■ TEXTO DE PÁGINA:
=-=-=-=-=

Espacio de opinión de Canarias Ahora
Menos guerras y más bibliotecas públicas
Una niña se ha sentado en el suelo. Apenas tiene 3 años. Ha cogido un libro de entre cientos. Tiene la boca entreabierta, producto de la curiosidad. Se siente atrapada por el contenido de las páginas. Todo es quietud a su alrededor. El conocimiento descansa en estanterías de distintos tamaños que, ante sus ojos, se presentan como árboles en un extenso campo, donde se mezclan olores, formas, sonidos y colores. Tarde o temprano, trepará por ellos para conocer otros lugares, para saber qué hay más allá de aquella tierra donde esos gigantes se cimbrean sonrientes con el viento y donde títulos y autores, que crecen a modo de plantas y flores, narran todo tipo de historias.
Detrás de ella hay un cartel pegado en la pared con una fotografía icónica: la Biblioteca de Sarajevo totalmente destruida, realizada en 1992 por Gervasio Sánchez. Nos recuerda que, cada 24 de octubre, se celebra el Día de las Bibliotecas, pero también las distintas formas en que se presenta la barbarie. La guerra es innata a la humanidad y constituye la forma irracional de resolver discrepancias e imponer ideas. Nada ni nadie está a salvo de ella.

=-=-=-=-=

■ REGISTROS DE ENTRADA:
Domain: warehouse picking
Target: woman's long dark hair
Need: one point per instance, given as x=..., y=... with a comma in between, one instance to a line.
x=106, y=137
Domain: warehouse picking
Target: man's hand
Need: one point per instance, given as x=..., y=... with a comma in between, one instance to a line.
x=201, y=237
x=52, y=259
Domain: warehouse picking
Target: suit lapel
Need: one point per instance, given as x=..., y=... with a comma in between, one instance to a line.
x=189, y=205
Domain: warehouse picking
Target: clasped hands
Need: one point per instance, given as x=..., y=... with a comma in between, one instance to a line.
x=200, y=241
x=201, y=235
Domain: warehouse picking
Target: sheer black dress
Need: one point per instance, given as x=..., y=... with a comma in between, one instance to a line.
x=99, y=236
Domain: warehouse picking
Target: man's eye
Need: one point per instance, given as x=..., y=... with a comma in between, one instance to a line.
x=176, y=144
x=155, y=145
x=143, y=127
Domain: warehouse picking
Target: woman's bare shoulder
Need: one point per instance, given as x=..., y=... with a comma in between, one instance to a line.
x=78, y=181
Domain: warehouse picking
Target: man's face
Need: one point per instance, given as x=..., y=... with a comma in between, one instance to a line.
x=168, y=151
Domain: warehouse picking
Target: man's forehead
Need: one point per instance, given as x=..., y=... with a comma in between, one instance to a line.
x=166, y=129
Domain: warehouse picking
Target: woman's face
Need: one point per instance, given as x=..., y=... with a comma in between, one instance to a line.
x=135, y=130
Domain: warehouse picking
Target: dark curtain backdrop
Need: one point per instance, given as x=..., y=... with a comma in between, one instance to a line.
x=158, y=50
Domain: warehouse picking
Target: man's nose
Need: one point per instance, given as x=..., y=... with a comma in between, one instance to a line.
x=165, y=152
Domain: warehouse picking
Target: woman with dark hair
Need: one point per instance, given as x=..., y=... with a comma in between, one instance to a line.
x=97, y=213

=-=-=-=-=

■ CONJUNTO DE TAREAS:
a: ¿Puedes extraer todas las líneas de los registros que contienen la palabra "woman"?
b: ¿Qué viene después en el texto sobre las bibliotecas públicas? Escribe la continuación a partir de su última frase.

■ RESPUESTAS DE TAREAS:
a:
Target: woman's long dark hair
Target: woman's bare shoulder
Target: woman's face
Target: woman with dark hair

b:
Esa pequeña representa la vida y la esperanza de un mundo mejor. Está en la Sala Infantil y Juvenil de la biblioteca pública donde trabajo, allí donde comienza parte de su libertad. Quizá, aún no sabe que ese espacio forma parte de una institución cultural y educativa que es el antagonismo de un conflicto bélico, convertido asimismo en una ventana a su autonomía y liberación y totalmente incompatible con el significado de ese tipo de enfrentamiento. Pero lo sabrá, más temprano que tarde.
Mientras coloco un ejemplar ajado de El gobernante, de Ana Jesús Olaya Cuenca, pienso en cómo será su futuro dentro de unas décadas y qué herencia le dejaremos. La fotografía de Gervasio es una advertencia de que la guerra es la vieja señora que nunca pasa de moda, siempre elegante y atractiva para quienes se llenan los bolsillos de dinero a costa de la muerte y las desgracias miles de personas.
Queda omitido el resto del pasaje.